WHAT YOU ARE ASKED TO DO:
Repeat the listing that comes next, leaving nothing out and changing nothing.

SOURCE DATA:
....

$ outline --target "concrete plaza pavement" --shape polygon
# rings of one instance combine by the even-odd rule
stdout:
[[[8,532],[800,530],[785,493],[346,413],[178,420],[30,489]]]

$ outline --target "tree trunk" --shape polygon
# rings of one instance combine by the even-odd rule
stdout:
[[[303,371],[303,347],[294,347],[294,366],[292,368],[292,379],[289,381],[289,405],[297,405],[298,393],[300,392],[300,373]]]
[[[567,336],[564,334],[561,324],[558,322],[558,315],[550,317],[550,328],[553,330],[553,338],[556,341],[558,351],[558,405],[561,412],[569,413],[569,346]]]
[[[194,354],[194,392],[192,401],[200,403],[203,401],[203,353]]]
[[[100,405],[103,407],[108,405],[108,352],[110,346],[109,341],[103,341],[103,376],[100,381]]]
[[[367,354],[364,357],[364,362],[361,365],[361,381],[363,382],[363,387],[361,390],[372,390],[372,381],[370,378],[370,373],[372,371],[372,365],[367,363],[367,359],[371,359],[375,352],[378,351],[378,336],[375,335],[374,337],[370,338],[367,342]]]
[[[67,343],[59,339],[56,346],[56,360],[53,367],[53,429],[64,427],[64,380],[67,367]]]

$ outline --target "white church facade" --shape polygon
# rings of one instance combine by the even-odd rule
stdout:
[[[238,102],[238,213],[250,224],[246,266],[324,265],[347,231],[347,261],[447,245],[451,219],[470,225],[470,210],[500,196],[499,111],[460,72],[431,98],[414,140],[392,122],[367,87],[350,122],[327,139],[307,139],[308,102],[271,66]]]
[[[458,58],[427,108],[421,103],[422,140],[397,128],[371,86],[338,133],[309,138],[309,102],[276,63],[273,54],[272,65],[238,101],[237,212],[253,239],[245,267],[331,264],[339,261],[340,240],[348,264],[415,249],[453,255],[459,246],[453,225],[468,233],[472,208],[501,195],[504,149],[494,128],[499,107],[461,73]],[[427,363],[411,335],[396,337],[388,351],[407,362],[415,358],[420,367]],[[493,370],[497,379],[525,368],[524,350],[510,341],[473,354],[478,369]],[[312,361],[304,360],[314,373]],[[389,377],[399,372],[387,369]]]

....

RESPONSE TO THE EXERCISE:
$ outline --target "concrete plaza pavement" --shape polygon
# rings of one instance combine by the even-odd rule
stdout:
[[[8,532],[800,530],[785,493],[346,413],[178,420],[30,489]]]

$ outline --target "tree trunk" --shape polygon
# rings of one instance combine by the even-odd rule
stdout:
[[[303,371],[303,347],[294,347],[294,366],[292,368],[292,379],[289,381],[289,405],[297,405],[298,393],[300,392],[300,373]]]
[[[567,336],[564,334],[561,324],[558,322],[558,315],[550,317],[550,328],[553,330],[553,338],[556,341],[558,351],[558,405],[561,412],[569,413],[569,346]]]
[[[194,354],[194,392],[192,401],[200,403],[203,401],[203,353]]]
[[[100,405],[103,407],[108,405],[108,352],[110,346],[109,341],[103,341],[103,376],[100,381]]]
[[[367,354],[364,357],[364,362],[361,365],[361,381],[363,382],[363,387],[361,390],[372,390],[372,381],[370,378],[370,373],[372,371],[372,365],[367,363],[367,359],[371,359],[375,352],[378,351],[378,336],[375,335],[374,337],[370,338],[367,342]]]
[[[67,343],[59,339],[56,346],[56,360],[53,367],[53,429],[64,427],[64,380],[67,367]]]

$ outline --target "white church facade" --shape polygon
# rings of one instance combine by the even-odd rule
stdout:
[[[238,102],[238,213],[250,224],[246,266],[324,265],[347,231],[347,261],[447,245],[451,219],[470,225],[470,210],[500,196],[499,111],[460,72],[431,98],[414,140],[392,122],[367,87],[350,122],[327,139],[307,139],[308,102],[271,66]]]
[[[458,58],[427,108],[421,103],[422,140],[397,128],[371,86],[338,133],[309,138],[309,102],[276,63],[273,54],[272,65],[238,101],[237,212],[253,239],[245,267],[331,264],[339,261],[340,240],[348,264],[415,249],[453,255],[459,246],[453,225],[468,233],[472,208],[501,195],[504,149],[494,128],[499,107],[461,73]],[[427,363],[411,335],[396,337],[388,351],[407,362],[415,358],[420,367]],[[493,370],[497,379],[525,368],[524,350],[510,341],[473,354],[478,369]],[[312,361],[304,360],[314,373]],[[389,377],[399,372],[387,369]]]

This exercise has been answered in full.